Do this :: Copy the entries below, changing each "perception module" to "vision system" and leaving everything else untouched.

Available records ::
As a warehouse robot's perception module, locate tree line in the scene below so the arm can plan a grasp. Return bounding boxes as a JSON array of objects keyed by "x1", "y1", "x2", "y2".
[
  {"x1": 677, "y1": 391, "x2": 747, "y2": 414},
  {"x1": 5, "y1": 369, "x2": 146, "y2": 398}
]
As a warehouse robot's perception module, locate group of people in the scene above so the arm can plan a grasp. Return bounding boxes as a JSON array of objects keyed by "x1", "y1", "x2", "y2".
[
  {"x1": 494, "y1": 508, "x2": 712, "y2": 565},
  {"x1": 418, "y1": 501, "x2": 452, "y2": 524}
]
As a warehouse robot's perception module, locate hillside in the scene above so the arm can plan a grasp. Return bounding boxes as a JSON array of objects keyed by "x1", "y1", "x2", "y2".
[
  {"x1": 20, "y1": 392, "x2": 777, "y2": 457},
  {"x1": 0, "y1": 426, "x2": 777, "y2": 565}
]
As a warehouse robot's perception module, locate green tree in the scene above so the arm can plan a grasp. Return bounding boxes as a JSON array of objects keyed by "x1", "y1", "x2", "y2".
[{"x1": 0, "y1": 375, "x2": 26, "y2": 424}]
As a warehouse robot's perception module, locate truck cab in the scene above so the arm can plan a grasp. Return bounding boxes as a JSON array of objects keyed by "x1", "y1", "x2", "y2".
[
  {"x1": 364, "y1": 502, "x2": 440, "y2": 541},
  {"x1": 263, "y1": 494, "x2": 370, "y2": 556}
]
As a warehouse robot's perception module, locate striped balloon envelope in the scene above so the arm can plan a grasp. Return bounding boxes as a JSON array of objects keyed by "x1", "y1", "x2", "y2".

In response ::
As a warehouse robot's vision system, locate tree line in the scene below so the arm can plan a grasp. Return bounding boxes as a JSON array of objects keyed by "x1", "y1", "x2", "y2".
[
  {"x1": 677, "y1": 391, "x2": 747, "y2": 414},
  {"x1": 5, "y1": 369, "x2": 146, "y2": 398}
]
As a warehouse robot's vision system, locate group of people in the scene above so the arm can plan a grasp. Return bounding boxes as a JSON array of objects keyed by "x1", "y1", "x2", "y2".
[
  {"x1": 494, "y1": 508, "x2": 712, "y2": 565},
  {"x1": 418, "y1": 501, "x2": 452, "y2": 524}
]
As a warehouse robot's vision system, locate hillside in the scene above so the arm can plan a grasp. Return bounding boxes as a JSON array of objects keyed by "x1", "y1", "x2", "y2".
[
  {"x1": 20, "y1": 392, "x2": 777, "y2": 457},
  {"x1": 0, "y1": 426, "x2": 777, "y2": 565}
]
As a warehouse robot's vision system, locate green tree in the scene above so the arm can plan a grasp. Return bounding boxes as a JSON array of objects keyed by "x1", "y1", "x2", "y2".
[{"x1": 0, "y1": 375, "x2": 26, "y2": 424}]
As a warehouse robot's vision system, locate truck cab in the scene above so the arm can plan a grasp. Return bounding boxes as a JSON array of objects keyed by "x1", "y1", "x2", "y2".
[
  {"x1": 364, "y1": 502, "x2": 440, "y2": 541},
  {"x1": 263, "y1": 494, "x2": 370, "y2": 556}
]
As a warehouse robot's vision system, locate striped balloon envelope in the scene above so the arm can plan a grasp. Return bounding boxes as a JSON array of objects keyed by "x1", "y1", "x2", "y2".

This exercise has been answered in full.